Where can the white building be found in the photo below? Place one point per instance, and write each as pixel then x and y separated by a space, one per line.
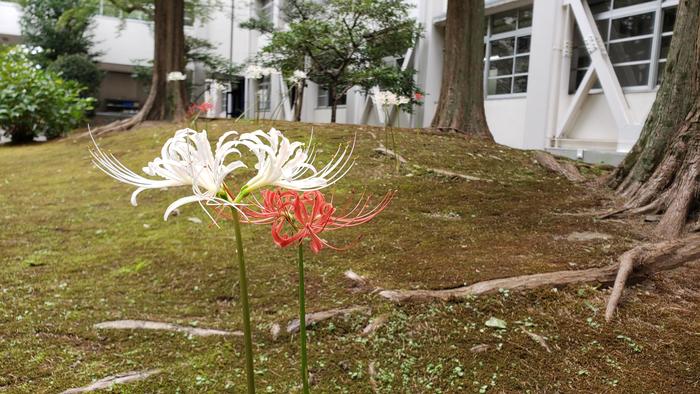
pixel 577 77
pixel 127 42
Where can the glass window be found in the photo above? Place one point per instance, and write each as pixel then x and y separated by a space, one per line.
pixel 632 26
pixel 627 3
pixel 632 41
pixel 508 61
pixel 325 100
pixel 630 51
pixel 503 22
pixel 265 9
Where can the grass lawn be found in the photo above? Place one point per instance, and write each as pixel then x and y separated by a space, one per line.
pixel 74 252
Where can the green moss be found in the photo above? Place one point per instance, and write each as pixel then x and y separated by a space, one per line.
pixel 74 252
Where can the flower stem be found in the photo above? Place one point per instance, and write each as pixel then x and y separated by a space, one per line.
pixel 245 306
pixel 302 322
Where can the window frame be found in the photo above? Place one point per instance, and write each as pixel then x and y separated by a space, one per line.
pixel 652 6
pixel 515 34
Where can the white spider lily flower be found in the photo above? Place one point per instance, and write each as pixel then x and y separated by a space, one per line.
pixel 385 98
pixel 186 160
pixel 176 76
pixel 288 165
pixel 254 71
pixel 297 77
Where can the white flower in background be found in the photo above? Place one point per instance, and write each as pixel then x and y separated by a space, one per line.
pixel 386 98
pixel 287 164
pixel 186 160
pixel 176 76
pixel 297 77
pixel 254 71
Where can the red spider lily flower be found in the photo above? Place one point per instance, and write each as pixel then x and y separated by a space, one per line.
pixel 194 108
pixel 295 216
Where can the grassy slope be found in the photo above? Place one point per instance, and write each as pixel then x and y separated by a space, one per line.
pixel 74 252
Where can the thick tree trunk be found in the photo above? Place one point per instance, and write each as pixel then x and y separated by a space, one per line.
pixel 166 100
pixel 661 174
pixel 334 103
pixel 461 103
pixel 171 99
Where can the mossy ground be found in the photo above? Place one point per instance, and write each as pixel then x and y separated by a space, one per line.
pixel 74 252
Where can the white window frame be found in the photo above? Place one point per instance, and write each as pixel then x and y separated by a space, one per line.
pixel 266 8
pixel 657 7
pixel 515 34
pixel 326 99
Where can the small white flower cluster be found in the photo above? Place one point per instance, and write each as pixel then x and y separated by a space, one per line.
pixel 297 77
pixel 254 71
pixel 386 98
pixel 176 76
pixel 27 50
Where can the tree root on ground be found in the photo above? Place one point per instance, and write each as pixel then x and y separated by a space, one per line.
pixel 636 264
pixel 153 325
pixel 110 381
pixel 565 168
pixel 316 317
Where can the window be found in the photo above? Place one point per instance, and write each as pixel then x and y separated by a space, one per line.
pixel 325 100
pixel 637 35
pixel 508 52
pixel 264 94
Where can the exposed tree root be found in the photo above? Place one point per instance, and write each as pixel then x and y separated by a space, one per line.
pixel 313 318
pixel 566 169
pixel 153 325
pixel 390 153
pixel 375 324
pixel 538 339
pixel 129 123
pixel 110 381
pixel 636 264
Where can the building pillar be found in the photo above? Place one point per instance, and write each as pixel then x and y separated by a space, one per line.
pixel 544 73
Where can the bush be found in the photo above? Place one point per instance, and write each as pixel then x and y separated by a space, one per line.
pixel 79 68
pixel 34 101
* * *
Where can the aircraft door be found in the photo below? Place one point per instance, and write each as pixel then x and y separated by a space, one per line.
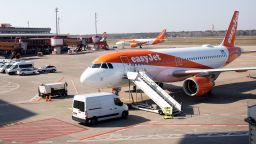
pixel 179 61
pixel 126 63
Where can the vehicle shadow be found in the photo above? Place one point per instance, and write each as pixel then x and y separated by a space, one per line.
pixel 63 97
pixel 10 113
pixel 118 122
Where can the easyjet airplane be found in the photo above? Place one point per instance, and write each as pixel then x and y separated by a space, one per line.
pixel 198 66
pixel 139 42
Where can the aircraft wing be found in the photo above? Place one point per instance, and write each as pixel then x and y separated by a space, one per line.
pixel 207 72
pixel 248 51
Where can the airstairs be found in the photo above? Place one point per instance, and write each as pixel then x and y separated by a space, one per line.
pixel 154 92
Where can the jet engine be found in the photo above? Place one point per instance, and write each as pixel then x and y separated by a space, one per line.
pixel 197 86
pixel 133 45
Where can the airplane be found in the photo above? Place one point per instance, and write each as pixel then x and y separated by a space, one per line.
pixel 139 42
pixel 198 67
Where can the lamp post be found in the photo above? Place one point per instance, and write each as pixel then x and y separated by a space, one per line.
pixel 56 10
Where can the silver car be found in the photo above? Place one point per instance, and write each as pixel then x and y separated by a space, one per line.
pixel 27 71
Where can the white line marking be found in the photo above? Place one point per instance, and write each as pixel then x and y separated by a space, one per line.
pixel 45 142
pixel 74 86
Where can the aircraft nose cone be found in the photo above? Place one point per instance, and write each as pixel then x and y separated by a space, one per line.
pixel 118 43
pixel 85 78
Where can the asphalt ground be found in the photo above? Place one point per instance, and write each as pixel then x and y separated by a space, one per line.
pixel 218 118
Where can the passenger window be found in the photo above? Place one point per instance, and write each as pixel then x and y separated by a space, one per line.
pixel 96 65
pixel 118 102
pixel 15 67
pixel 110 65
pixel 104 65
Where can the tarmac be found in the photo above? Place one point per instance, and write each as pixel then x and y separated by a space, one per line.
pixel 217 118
--
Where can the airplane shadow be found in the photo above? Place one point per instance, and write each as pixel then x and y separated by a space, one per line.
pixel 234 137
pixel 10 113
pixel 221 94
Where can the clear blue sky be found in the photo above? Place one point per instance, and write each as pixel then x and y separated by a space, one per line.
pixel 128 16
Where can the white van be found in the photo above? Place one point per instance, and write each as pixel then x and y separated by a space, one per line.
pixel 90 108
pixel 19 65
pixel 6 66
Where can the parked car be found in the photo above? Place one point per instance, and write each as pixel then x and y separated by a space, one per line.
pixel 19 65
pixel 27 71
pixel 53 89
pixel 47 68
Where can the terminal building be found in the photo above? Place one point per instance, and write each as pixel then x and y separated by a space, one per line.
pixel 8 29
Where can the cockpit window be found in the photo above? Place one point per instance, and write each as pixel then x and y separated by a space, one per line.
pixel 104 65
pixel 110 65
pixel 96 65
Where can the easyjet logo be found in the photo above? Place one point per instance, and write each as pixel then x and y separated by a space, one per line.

## Stated goal
Update the data from the line with "Where can the aircraft wing" up to and including the line with "pixel 154 92", swapping "airstairs" for "boarding stairs" and keeping everything else the same.

## Written answer
Where can the aircraft wing be found in the photo above? Place one point per instance, and write each as pixel then x and y separated by a space, one per line.
pixel 207 72
pixel 248 51
Where can the boarding stairs be found in the photo above? Place one point per instance, and write each as pixel then x and y separated by a space, one per line.
pixel 154 92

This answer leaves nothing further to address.